__Fragmento de la página__

Jesús ha predicado con profundidad y abundancia. Ha llegado a muchas gentes de
las más variadas procedencias. Ha realizado multitud de milagros con un claro
contenido simbólico, especialmente los de la multiplicación de panes y peces.
El mensaje estaba lo suficientemente claro para tener fe en él. Pero los hechos
muestran que, salvo un pequeño grupo que cree sin condiciones, se da una gran
variedad de respuestas. La mayoría del pueblo quiere hacerle rey, lo que
significa que le quieren; pero no le comprenden. Quieren un reinado material,
con contenido religioso. Les mueven sus intereses inmediatos. Ocurre como en la
primera tentación del desierto. Jesús ya ha vencido esta tentación, pero ellos
no; quieren un mesianismo deficiente. Por otra parte, están los que se oponen a
Jesús y a su mensaje. Es una oposición cerrada, agravada porque tienen más
cultura teológica, pero no tienen fe. Buscarán todos los razonamientos posibles
para rechazarle; no quieren saber nada de Él y su enseñanza de un amor total a
Dios y a los demás. Viendo no ven, porque no quieren ver, son guías ciegos.

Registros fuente
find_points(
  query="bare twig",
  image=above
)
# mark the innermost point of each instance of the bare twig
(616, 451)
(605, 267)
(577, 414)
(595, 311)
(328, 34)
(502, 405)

__Requisitos del ejercicio__
(1) Por favor, transcribe literalmente el tramo del fragmento que va desde "Jesús ha predicado" hasta "panes y peces.".
(2) Enumera los grupos de personas que, según el fragmento, responden de distinta manera a Jesús.
Este material procede de otra fuente.

__Soluciones a continuación__
(1)
Jesús ha predicado con profundidad y abundancia. Ha llegado a muchas gentes de
las más variadas procedencias. Ha realizado multitud de milagros con un claro
contenido simbólico, especialmente los de la multiplicación de panes y peces.

(2)
- Un pequeño grupo que cree sin condiciones
- La mayoría del pueblo, que quiere hacerle rey
- Los que se oponen a Jesús y a su mensaje